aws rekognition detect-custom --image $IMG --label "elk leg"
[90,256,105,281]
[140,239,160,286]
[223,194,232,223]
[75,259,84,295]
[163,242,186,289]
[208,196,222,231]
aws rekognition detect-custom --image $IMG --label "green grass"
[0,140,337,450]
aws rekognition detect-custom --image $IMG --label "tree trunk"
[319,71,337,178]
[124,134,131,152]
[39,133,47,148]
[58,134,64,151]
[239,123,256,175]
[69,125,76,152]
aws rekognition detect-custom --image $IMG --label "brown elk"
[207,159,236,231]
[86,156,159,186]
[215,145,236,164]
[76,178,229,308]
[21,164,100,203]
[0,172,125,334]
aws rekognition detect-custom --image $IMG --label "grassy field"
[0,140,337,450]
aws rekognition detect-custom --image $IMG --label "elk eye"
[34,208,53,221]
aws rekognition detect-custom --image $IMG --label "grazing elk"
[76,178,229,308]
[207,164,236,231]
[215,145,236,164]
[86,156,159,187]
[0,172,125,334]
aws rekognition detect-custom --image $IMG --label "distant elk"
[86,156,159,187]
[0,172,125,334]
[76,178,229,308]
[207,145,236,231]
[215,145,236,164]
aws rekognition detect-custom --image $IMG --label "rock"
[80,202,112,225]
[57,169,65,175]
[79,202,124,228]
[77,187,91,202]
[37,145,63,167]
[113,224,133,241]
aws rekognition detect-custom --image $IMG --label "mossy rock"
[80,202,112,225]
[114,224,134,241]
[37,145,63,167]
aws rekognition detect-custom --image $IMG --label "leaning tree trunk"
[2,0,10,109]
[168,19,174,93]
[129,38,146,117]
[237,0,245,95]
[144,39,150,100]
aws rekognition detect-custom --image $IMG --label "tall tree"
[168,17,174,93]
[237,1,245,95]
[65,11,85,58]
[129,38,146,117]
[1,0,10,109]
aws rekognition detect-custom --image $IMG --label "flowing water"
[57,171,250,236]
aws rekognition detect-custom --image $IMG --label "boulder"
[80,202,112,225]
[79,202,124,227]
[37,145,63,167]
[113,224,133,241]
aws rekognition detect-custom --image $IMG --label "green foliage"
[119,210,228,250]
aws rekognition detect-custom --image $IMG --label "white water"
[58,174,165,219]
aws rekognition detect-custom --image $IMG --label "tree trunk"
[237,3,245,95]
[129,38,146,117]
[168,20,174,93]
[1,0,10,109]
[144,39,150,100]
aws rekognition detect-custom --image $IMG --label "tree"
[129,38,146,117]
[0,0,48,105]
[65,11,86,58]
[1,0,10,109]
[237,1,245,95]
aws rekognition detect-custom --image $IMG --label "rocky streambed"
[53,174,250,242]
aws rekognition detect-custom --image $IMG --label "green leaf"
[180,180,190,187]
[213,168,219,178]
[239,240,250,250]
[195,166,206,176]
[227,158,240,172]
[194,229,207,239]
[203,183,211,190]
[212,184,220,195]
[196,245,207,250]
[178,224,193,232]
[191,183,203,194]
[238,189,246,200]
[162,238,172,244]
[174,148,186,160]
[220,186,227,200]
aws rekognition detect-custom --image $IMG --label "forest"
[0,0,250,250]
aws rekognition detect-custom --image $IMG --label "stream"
########################################
Proszę zaktualizować wszystkie wiersze powyżej, zastępując „grazing elk” wyrażeniem „feeding elk”. Pozostała treść ma pozostać bez zmian.

*WYNIK KOŃCOWY*:
aws rekognition detect-custom --image $IMG --label "elk leg"
[90,256,105,281]
[140,239,160,286]
[223,194,232,223]
[75,259,84,295]
[163,242,186,289]
[208,196,222,231]
aws rekognition detect-custom --image $IMG --label "green grass"
[0,140,337,450]
aws rekognition detect-custom --image $IMG --label "tree trunk"
[319,71,337,178]
[124,134,131,152]
[39,133,47,148]
[58,134,64,151]
[239,123,256,175]
[69,125,76,152]
aws rekognition detect-custom --image $IMG --label "brown elk"
[207,159,236,231]
[86,156,159,186]
[215,145,236,164]
[76,178,229,308]
[21,164,100,203]
[0,172,125,334]
aws rekognition detect-custom --image $IMG --label "grassy field"
[0,140,337,450]
aws rekognition detect-custom --image $IMG --label "elk eye"
[34,208,53,221]
aws rekognition detect-custom --image $IMG --label "feeding elk"
[76,178,229,308]
[207,164,236,231]
[215,145,236,164]
[86,156,159,187]
[0,172,125,334]
aws rekognition detect-custom --image $IMG --label "distant elk"
[86,156,159,187]
[0,172,125,334]
[76,178,229,308]
[207,145,236,231]
[215,145,236,164]
aws rekognition detect-custom --image $IMG --label "rock"
[80,202,112,225]
[57,169,65,175]
[79,202,124,228]
[77,187,91,202]
[37,145,63,167]
[113,224,133,241]
aws rekognition detect-custom --image $IMG --label "mossy rock"
[80,202,112,225]
[114,224,134,241]
[37,145,63,167]
aws rekognition detect-custom --image $IMG --label "leaning tree trunk"
[2,0,10,109]
[168,19,174,93]
[129,38,146,117]
[237,0,245,95]
[144,39,150,100]
aws rekognition detect-custom --image $IMG --label "tall tree"
[168,17,174,93]
[237,1,245,95]
[65,11,85,58]
[129,38,146,117]
[1,0,10,109]
aws rekognition detect-custom --image $IMG --label "flowing water"
[57,171,250,236]
aws rekognition detect-custom --image $IMG --label "boulder"
[80,202,112,225]
[79,202,124,227]
[37,145,63,167]
[113,224,133,241]
aws rekognition detect-custom --image $IMG --label "green foliage"
[119,210,228,250]
aws rekognition detect-custom --image $IMG --label "white water"
[58,174,165,219]
aws rekognition detect-custom --image $IMG --label "tree trunk"
[237,3,245,95]
[129,38,146,117]
[168,20,174,93]
[1,0,10,109]
[144,39,150,100]
aws rekognition detect-custom --image $IMG --label "tree"
[129,38,146,117]
[0,0,48,105]
[65,11,86,58]
[1,0,10,109]
[237,1,245,95]
aws rekognition detect-custom --image $IMG --label "rocky streambed"
[53,174,250,242]
aws rekognition detect-custom --image $IMG --label "green leaf"
[180,180,190,187]
[213,168,219,178]
[239,240,250,250]
[195,166,206,176]
[227,158,240,172]
[194,229,207,239]
[203,183,211,190]
[212,184,220,195]
[196,245,207,250]
[178,224,193,232]
[191,183,203,194]
[238,189,246,200]
[162,238,172,244]
[174,148,186,160]
[220,186,227,200]
aws rekognition detect-custom --image $IMG --label "forest"
[0,0,250,250]
aws rekognition detect-custom --image $IMG --label "stream"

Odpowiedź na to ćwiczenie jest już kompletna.